Omit all pictures, then retype exactly the lines from the one that contains "guardrail and record the coordinates." through the end of the listing.

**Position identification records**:
___

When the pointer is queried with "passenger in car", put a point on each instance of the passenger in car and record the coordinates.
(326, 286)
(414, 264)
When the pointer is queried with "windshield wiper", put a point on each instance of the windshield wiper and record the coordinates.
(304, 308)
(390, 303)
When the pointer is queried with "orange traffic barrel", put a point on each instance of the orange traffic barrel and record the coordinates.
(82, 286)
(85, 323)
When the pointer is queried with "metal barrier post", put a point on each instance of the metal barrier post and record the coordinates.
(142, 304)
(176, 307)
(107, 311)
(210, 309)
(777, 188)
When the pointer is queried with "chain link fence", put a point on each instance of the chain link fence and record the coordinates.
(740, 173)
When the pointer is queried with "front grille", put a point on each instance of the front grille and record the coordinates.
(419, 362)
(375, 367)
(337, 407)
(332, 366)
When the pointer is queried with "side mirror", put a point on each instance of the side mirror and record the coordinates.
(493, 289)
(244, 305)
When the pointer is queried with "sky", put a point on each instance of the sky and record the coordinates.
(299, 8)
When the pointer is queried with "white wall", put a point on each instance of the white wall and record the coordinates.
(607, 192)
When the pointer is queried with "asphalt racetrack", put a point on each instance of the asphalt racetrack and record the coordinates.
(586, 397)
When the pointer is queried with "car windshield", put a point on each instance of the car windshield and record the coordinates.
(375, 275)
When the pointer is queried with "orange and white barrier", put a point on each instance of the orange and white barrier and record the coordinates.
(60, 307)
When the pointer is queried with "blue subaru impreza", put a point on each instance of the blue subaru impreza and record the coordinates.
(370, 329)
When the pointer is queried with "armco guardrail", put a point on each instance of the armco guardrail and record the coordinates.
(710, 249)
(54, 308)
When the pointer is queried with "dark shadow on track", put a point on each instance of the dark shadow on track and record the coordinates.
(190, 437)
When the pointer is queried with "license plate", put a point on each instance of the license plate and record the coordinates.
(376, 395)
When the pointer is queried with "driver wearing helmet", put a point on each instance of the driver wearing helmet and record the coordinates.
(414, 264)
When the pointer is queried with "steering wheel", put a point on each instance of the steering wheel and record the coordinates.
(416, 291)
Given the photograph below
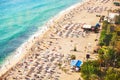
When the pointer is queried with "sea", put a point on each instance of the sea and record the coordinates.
(20, 19)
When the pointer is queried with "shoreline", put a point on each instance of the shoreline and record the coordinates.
(21, 52)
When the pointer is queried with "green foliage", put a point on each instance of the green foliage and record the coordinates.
(117, 19)
(90, 69)
(73, 57)
(111, 74)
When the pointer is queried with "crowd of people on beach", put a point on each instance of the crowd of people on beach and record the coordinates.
(43, 60)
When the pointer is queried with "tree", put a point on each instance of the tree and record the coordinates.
(73, 57)
(90, 70)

___

**Exercise result**:
When the pointer is queried with "armco guardrail", put a point on each instance of the armco guardrail and record the coordinates.
(710, 249)
(54, 308)
When the pointer is queried with "dark shadow on track", put a point on each instance of the dark shadow on track and record the coordinates.
(190, 437)
When the pointer is queried with "license plate", put a point on each instance of the license plate and record the coordinates.
(376, 395)
When the pointer is queried with "driver wearing helmet", put a point on each instance of the driver wearing helmet and record the coordinates.
(414, 264)
When the pointer is queried with "steering wheel", put a point on each instance of the steering wheel and record the coordinates.
(416, 291)
Given the photograph below
When the pointer is queried with "sea", put a point on each instance of the sea and record the coordinates.
(20, 19)
When the pointer is queried with "shoreline", put a point on each instance of the shoreline and record the coordinates.
(21, 52)
When the pointer is queried with "green foliage", put a point on each instance of the green foliage and record the coordinates.
(117, 19)
(90, 69)
(73, 57)
(111, 74)
When the pointer is queried with "crowd of people on beach", put a point on each instance of the crowd of people on beach and record the coordinates.
(43, 60)
When the pointer is queried with "tree", put a point on each instance of the tree and record the coordinates.
(73, 57)
(90, 70)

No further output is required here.